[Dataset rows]
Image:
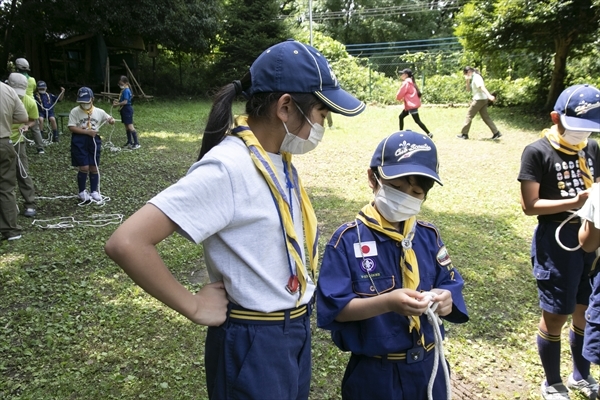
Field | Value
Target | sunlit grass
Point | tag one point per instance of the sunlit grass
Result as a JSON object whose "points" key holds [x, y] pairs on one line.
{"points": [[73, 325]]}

* * *

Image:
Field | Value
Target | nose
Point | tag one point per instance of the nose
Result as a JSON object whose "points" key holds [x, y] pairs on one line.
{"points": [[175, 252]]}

Exercise details
Show every line in the listing above that contains the string "grass". Case counts, so only matches with the same capitalization qualify.

Answer to this task
Target | sunlit grass
Point | tag one point per instance of the sunlit grass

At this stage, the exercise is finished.